In a recent sermon, Rabbi Benjamin Bloch shared this wisdom . . .  The relationship between the sun and the moon and the years predicted for the Egyptian exile share the number 400 so that we be attentive to a powerful divine message.  An eclipse, the Talmud teaches us, is a heavenly sign.  An eclipse of the moon, the rabbis tell us, is a bad omen for the Jewish people; and eclipse of the sun is a bad sign for the non-Jewish world.  I dare to suggest that an eclipse across the continental United States of America may well serve as a warning to the darkening of the American spirit – for the very same reason the children of Israel ended up in Egypt of old to shortly begin the era of their slavery.

The children of Jacob were guilty of a serious crime.  It was the sin of hatred between brothers.  It was the crime of the sale of Joseph which led to our first exile.  That is what first darkened the pages of our national history as Jews.  And that is what, post Charlottesville, darkens the story of American democracy.  The cover of this week’s Time magazine carries the ominous headline “Hatred Across America”.  More than a century after the Civil War, Americans are at war with each other – and after a little more than half a century past the Holocaust the barbaric cries of Nazi anti-Semitism and “let’s replace the Jews” are also incredibly again heard in our land.

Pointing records
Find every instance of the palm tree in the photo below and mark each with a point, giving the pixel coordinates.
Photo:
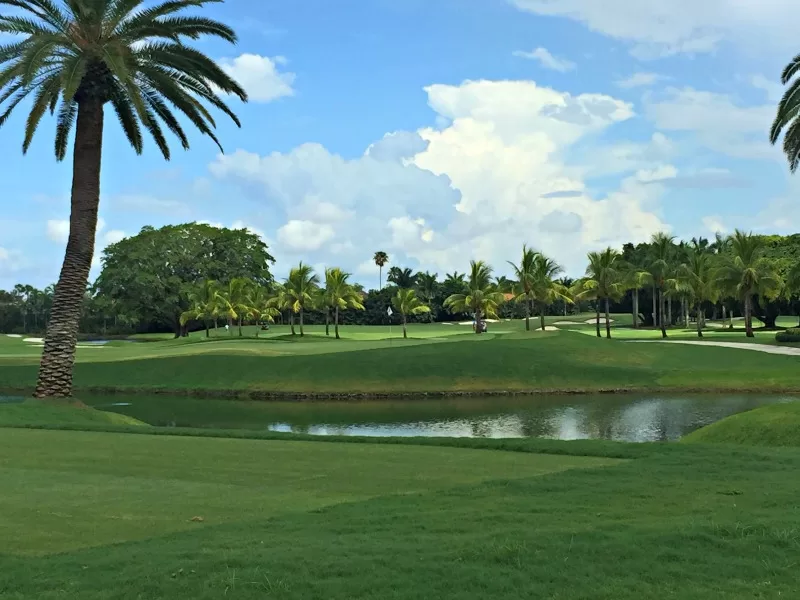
(339, 294)
(75, 57)
(546, 290)
(406, 302)
(698, 276)
(524, 273)
(234, 301)
(203, 305)
(261, 308)
(480, 297)
(427, 287)
(301, 288)
(604, 280)
(380, 258)
(745, 272)
(661, 248)
(787, 116)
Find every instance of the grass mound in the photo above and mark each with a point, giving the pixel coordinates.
(33, 413)
(774, 425)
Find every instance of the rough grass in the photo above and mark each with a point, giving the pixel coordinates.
(97, 516)
(775, 425)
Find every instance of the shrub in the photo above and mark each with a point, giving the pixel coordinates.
(790, 336)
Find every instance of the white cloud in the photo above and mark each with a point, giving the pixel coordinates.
(547, 60)
(495, 174)
(640, 80)
(260, 77)
(656, 29)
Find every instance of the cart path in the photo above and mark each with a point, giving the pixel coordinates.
(785, 350)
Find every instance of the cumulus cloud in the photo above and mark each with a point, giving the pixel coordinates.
(656, 29)
(547, 60)
(495, 175)
(260, 76)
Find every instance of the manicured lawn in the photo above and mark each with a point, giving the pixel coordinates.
(103, 515)
(776, 425)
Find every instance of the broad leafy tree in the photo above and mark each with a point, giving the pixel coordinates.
(74, 58)
(406, 302)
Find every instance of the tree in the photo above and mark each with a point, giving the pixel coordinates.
(204, 305)
(380, 258)
(301, 288)
(546, 290)
(480, 297)
(76, 57)
(406, 302)
(745, 273)
(698, 275)
(150, 275)
(604, 281)
(525, 274)
(339, 294)
(787, 116)
(402, 278)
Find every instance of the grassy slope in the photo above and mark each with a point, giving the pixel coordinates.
(776, 425)
(297, 520)
(515, 361)
(34, 413)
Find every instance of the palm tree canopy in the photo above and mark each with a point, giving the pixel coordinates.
(126, 52)
(745, 271)
(481, 294)
(406, 302)
(788, 115)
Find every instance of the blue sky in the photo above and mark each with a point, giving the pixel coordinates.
(446, 130)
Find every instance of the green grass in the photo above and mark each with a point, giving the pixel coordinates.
(36, 413)
(101, 515)
(775, 425)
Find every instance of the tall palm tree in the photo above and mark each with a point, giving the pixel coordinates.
(698, 276)
(406, 302)
(203, 305)
(787, 116)
(604, 281)
(301, 287)
(480, 297)
(524, 273)
(339, 294)
(380, 258)
(234, 301)
(661, 251)
(745, 272)
(76, 56)
(427, 288)
(546, 289)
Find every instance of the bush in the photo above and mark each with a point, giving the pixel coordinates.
(790, 336)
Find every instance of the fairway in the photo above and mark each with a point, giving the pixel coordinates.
(68, 490)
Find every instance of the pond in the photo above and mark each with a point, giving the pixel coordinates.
(633, 418)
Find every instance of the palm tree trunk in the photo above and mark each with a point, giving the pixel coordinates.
(699, 322)
(58, 355)
(597, 319)
(529, 306)
(748, 316)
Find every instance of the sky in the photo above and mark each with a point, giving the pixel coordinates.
(442, 131)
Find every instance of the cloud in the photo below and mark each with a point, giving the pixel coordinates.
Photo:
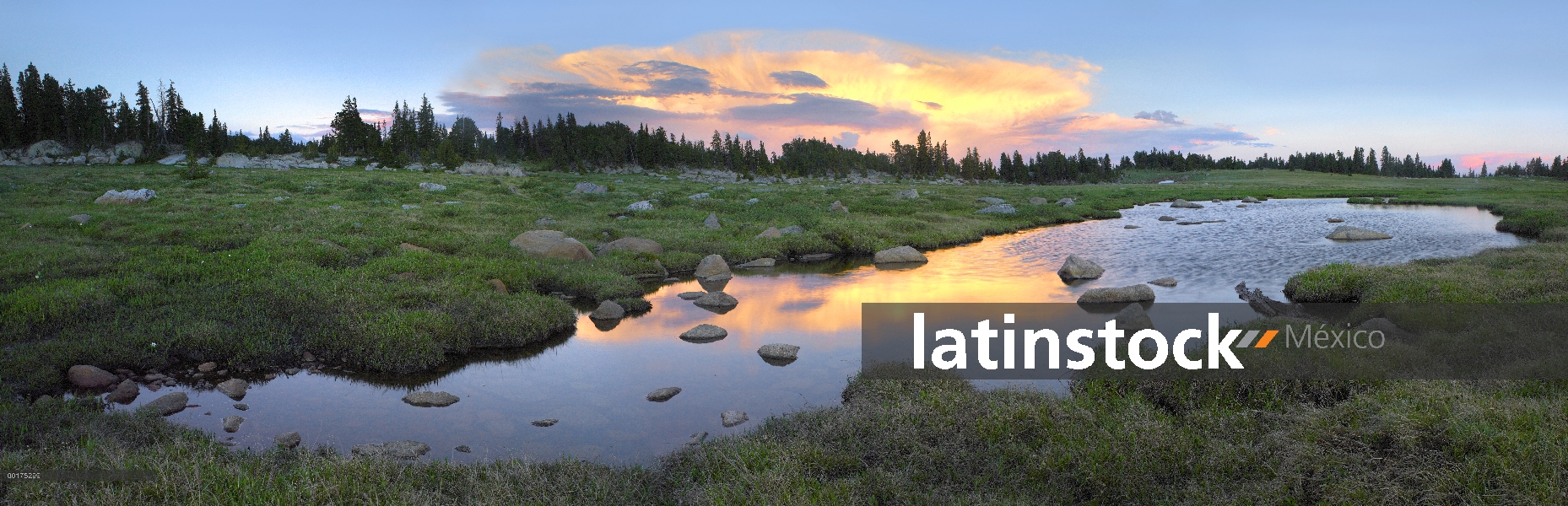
(820, 83)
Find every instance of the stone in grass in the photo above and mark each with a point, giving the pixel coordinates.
(733, 417)
(663, 394)
(705, 334)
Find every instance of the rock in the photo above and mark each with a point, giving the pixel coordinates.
(89, 376)
(126, 392)
(46, 149)
(632, 243)
(733, 417)
(587, 186)
(551, 243)
(231, 423)
(902, 254)
(1134, 293)
(999, 208)
(1134, 319)
(1354, 234)
(168, 405)
(717, 299)
(430, 398)
(234, 387)
(394, 450)
(232, 160)
(607, 310)
(129, 196)
(705, 332)
(663, 394)
(1079, 268)
(758, 264)
(712, 268)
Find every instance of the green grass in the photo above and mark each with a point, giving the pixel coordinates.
(253, 288)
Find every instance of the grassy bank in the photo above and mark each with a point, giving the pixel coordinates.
(253, 287)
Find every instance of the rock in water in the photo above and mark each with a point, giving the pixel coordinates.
(129, 196)
(1079, 268)
(705, 332)
(287, 439)
(168, 405)
(1134, 319)
(733, 417)
(430, 398)
(394, 450)
(712, 268)
(902, 254)
(551, 243)
(1354, 234)
(663, 394)
(88, 376)
(234, 387)
(1134, 293)
(608, 310)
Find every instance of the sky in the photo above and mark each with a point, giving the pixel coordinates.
(1473, 82)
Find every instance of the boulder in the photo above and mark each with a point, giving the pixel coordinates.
(394, 450)
(129, 196)
(234, 387)
(705, 332)
(89, 376)
(663, 394)
(1134, 293)
(714, 268)
(551, 243)
(287, 439)
(902, 254)
(430, 398)
(168, 405)
(1354, 234)
(1079, 268)
(632, 243)
(733, 417)
(607, 310)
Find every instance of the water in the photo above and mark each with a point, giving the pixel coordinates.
(595, 381)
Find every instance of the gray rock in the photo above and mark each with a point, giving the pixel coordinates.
(733, 417)
(394, 450)
(1134, 293)
(168, 405)
(89, 376)
(1076, 266)
(231, 423)
(1355, 234)
(705, 332)
(607, 310)
(430, 398)
(287, 439)
(234, 387)
(902, 254)
(663, 394)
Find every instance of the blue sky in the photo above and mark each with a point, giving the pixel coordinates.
(1465, 80)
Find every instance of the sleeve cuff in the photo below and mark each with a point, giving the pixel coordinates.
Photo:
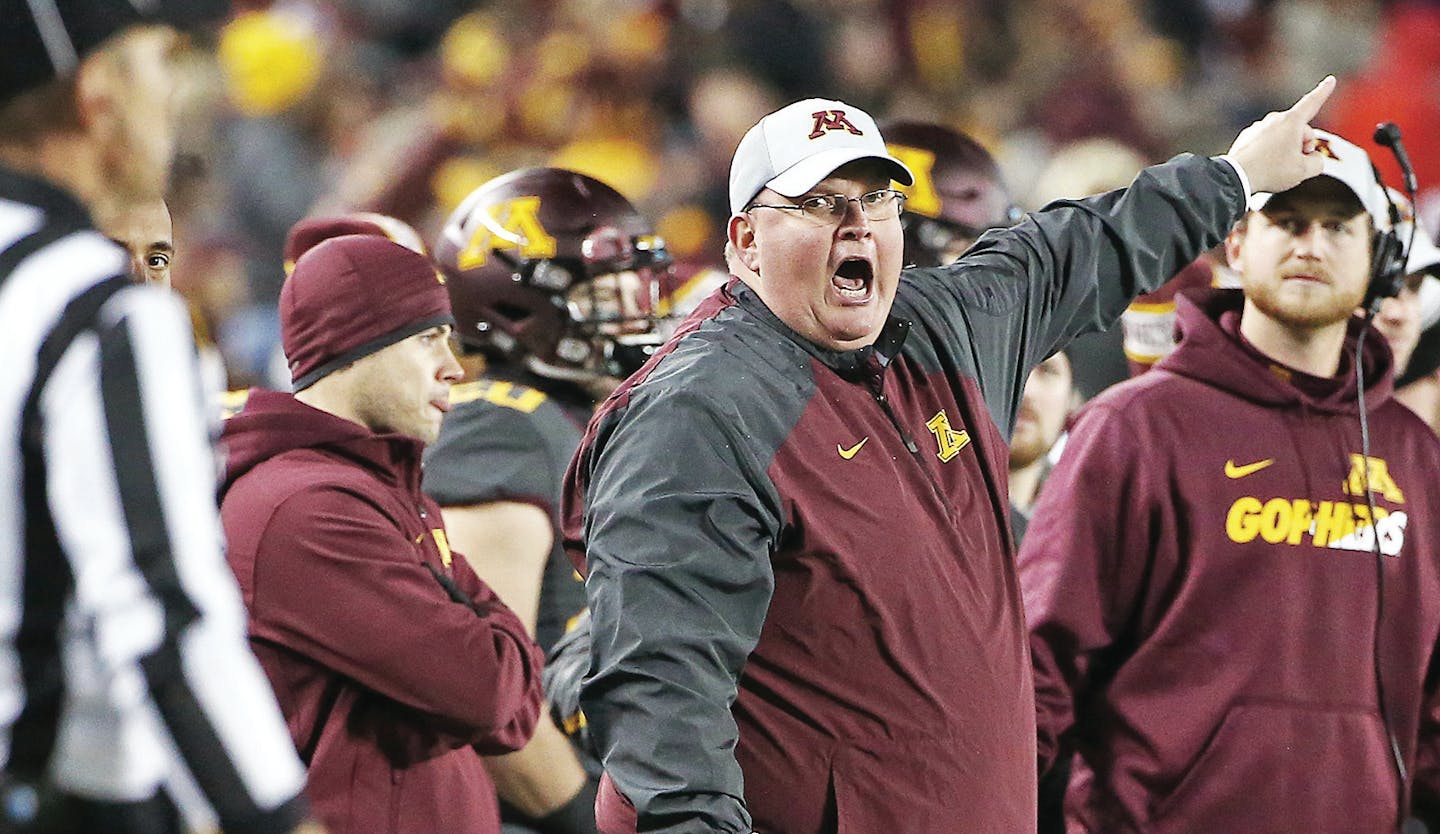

- [Written request 1]:
In the sermon excerpt, what headline appears on the cover of this week's Time magazine?
- [Written request 2]:
Continue the sermon excerpt from where it stops.
The data plays no role in what is asked here.

- [Task result 1]:
“Hatred Across America”

- [Task result 2]:
If an eclipse does in fact have divine meaning, this must be a wake-up call.

In an eclipse, the sun continues to shine even if we are temporarily blinded to the rays of its goodness.  God has not deserted us, nor will he ever do so.  Eclipses are not curses; they are but warnings.

If we but heed their message, we may turn the eclipses of 2017 and 2024 into the blessings for which they were divinely intended.

One rabbi’s interpretation of tomorrow’s eclipse.

Some New Testament Christians believe there was a solar eclipse on the day Jesus was crucified.  Mark 15:32-33 . . . 32Let the Messiah, the King of Israel, come down from the cross now, so that we may see and believe." Those who were crucified with him also taunted him.
33When it was noon, darkness came over the whole land until three in the afternoon.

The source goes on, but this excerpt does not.